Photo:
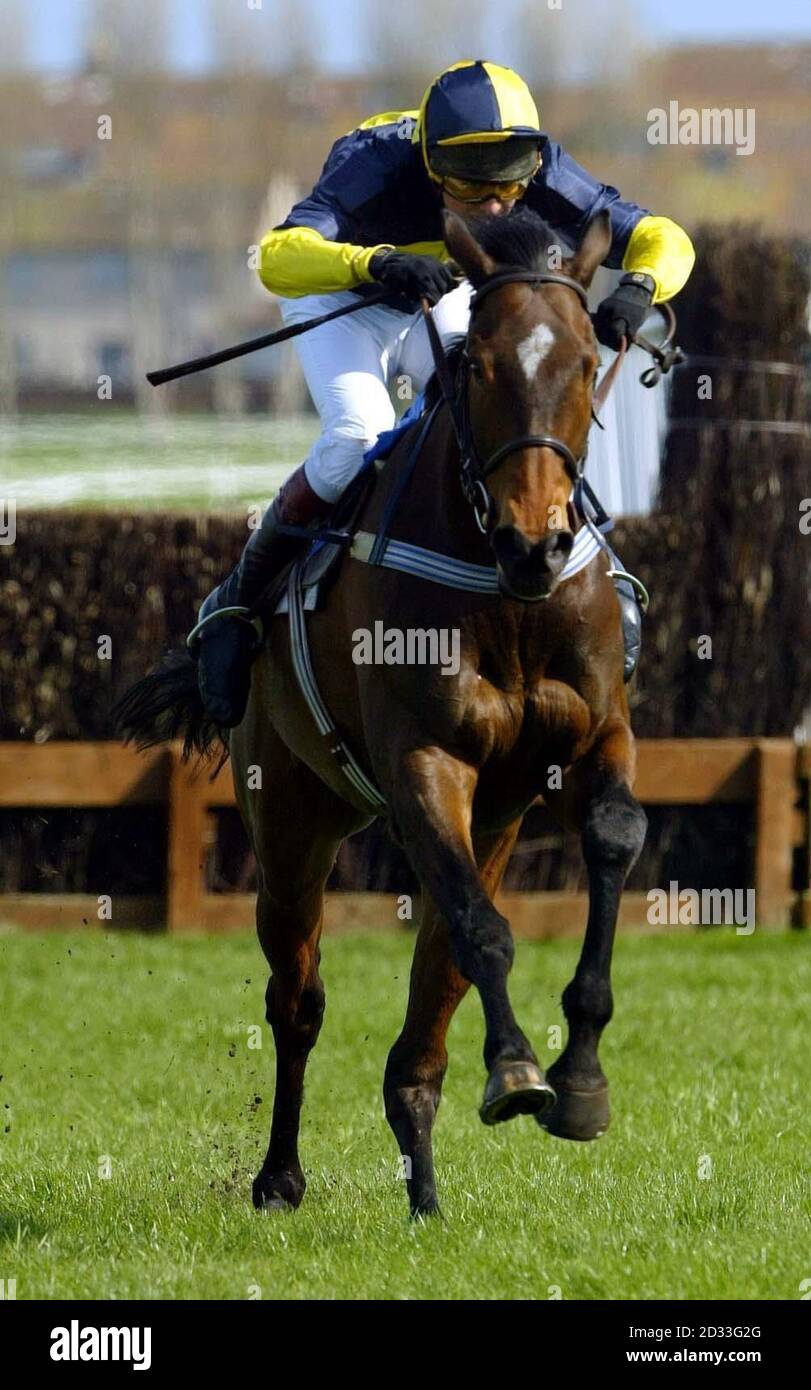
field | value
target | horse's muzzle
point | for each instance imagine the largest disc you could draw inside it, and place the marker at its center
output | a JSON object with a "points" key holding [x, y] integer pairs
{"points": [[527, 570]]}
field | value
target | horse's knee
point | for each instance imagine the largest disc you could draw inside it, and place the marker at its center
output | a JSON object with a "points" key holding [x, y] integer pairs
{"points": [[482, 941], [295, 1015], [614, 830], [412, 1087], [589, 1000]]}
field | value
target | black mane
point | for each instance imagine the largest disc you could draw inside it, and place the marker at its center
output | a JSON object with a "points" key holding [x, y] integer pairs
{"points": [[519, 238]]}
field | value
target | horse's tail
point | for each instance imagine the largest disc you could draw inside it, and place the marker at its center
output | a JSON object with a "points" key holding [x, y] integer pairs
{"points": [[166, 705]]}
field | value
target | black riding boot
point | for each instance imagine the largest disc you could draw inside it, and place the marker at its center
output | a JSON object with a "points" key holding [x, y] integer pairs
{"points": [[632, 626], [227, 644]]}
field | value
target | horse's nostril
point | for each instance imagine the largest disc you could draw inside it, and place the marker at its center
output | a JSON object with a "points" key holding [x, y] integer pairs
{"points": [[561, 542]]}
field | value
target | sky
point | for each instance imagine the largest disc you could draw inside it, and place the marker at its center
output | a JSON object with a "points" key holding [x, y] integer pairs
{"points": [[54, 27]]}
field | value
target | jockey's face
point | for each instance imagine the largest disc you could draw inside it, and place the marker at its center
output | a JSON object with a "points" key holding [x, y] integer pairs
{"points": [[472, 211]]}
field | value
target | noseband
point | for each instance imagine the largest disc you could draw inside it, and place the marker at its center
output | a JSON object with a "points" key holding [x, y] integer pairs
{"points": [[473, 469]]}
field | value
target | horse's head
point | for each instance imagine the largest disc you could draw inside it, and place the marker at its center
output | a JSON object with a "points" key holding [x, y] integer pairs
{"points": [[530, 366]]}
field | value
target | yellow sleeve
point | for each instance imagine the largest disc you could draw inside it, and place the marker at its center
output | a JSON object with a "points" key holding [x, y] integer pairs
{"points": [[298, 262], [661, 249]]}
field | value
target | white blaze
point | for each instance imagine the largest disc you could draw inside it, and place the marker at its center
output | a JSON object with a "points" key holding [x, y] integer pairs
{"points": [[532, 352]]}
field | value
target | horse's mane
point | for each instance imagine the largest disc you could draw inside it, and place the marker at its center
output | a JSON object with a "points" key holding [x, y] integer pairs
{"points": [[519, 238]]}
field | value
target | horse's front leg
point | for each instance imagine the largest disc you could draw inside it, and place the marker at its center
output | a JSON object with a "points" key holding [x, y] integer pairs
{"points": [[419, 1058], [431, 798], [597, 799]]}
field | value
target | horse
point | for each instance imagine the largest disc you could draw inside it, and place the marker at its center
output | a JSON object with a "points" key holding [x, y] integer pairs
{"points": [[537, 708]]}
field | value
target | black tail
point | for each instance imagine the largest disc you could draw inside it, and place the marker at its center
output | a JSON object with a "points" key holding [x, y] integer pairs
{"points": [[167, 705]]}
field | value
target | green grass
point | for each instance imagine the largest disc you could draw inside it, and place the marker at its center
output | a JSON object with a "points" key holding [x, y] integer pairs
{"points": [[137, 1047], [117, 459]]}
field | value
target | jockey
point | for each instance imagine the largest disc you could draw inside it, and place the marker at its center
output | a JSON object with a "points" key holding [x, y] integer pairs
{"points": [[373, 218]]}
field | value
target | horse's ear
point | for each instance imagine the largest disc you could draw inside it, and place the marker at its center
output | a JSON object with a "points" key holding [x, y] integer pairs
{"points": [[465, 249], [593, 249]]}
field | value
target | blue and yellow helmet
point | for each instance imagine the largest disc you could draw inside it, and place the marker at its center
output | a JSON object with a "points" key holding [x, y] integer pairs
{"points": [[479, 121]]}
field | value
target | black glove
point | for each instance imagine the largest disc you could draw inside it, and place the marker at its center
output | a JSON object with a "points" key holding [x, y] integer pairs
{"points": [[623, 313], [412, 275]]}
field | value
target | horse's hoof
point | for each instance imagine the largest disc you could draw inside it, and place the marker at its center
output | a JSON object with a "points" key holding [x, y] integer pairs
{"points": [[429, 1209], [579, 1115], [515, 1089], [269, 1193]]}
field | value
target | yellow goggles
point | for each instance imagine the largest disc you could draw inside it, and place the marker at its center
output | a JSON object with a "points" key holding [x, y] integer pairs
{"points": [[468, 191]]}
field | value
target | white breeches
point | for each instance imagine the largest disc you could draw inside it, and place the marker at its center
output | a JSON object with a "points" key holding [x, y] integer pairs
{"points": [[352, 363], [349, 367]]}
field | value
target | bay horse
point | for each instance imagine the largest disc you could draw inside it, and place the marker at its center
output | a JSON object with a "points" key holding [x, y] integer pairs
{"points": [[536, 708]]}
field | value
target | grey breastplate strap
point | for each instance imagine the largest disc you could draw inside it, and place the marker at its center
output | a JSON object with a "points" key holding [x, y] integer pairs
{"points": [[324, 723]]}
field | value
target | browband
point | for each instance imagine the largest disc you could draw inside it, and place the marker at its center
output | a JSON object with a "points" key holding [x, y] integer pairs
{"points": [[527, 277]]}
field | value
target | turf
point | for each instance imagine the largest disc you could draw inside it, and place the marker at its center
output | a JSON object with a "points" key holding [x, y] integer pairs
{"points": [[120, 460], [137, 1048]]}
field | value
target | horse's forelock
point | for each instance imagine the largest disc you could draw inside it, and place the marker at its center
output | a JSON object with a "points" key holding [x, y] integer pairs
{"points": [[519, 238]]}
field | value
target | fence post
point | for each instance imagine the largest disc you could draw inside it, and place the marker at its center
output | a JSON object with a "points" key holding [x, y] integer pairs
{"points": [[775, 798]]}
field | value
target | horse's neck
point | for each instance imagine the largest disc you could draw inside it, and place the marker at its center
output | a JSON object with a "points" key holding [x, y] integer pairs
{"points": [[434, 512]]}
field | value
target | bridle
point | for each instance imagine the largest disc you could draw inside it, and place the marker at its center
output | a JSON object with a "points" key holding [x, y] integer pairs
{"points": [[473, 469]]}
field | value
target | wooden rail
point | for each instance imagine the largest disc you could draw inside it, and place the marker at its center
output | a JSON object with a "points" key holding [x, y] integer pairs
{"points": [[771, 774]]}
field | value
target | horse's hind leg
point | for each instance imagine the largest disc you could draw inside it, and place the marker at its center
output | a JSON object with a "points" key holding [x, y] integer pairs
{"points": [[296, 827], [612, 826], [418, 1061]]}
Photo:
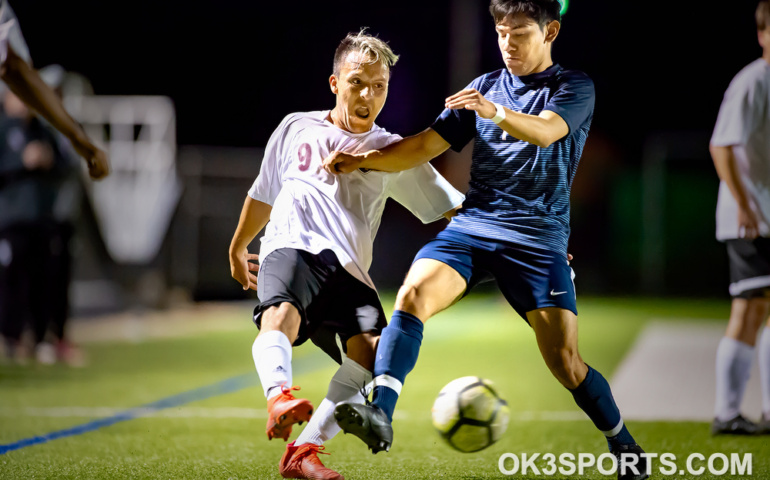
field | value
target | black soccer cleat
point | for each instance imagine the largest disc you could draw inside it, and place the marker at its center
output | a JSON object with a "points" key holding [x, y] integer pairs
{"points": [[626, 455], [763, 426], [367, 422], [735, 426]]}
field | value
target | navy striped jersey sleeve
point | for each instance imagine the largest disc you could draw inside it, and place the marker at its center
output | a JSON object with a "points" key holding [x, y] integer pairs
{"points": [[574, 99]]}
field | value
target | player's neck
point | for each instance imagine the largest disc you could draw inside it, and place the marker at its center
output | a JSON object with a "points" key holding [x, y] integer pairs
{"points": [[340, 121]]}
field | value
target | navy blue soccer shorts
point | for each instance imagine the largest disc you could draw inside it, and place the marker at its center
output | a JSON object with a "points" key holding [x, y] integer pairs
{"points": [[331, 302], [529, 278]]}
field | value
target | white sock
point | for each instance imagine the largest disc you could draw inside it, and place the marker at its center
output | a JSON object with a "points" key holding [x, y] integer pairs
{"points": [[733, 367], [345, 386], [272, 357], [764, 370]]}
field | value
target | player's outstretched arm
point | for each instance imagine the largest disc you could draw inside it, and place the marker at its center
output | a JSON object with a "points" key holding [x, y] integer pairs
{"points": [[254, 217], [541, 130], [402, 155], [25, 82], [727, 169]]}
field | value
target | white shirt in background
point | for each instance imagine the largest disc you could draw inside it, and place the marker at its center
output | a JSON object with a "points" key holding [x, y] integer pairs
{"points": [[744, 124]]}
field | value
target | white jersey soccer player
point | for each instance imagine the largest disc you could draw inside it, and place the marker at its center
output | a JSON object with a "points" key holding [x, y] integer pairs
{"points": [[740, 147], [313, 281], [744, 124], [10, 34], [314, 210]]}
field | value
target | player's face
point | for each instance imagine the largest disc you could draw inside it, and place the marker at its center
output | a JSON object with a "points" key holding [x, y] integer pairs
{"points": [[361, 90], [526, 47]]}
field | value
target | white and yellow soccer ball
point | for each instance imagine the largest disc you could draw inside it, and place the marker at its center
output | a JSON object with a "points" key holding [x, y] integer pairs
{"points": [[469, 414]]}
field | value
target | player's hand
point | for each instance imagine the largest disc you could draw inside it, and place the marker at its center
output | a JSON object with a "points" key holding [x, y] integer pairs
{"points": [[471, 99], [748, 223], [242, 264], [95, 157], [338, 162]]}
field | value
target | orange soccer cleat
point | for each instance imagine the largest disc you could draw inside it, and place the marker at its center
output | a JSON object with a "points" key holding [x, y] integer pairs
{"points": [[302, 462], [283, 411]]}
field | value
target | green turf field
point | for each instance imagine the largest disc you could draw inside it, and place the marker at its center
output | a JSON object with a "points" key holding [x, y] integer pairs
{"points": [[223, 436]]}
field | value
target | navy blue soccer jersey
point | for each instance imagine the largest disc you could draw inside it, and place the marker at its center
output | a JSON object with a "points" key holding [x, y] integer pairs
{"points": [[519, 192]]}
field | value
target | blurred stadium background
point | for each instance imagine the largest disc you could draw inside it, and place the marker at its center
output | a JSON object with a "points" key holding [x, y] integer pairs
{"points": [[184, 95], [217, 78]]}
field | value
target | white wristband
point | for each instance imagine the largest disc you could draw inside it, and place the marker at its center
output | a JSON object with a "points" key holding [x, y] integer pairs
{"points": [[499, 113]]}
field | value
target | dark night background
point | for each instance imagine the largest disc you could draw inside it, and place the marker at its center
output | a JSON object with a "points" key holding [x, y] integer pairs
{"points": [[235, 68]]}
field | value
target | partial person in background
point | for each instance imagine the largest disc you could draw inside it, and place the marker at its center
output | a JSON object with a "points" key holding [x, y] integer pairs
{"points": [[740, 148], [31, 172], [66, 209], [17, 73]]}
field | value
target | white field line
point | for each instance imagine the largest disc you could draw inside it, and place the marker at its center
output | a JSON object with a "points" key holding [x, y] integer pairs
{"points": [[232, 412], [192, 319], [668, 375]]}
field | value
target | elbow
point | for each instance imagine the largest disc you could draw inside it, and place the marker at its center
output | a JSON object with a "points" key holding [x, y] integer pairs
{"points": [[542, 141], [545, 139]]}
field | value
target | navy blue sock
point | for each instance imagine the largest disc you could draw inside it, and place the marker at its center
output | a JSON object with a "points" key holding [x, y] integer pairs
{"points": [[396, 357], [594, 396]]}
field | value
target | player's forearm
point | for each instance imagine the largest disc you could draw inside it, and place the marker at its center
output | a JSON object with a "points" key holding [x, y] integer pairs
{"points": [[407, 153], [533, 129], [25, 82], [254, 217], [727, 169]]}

- TO DO
Only the lines with the string "navy" are wanted; pick them out of the records above and copy them.

- TASK ANSWER
target | navy striped jersey sleeve
target | navy blue soccer shorts
target | navy blue soccer jersey
target | navy blue sock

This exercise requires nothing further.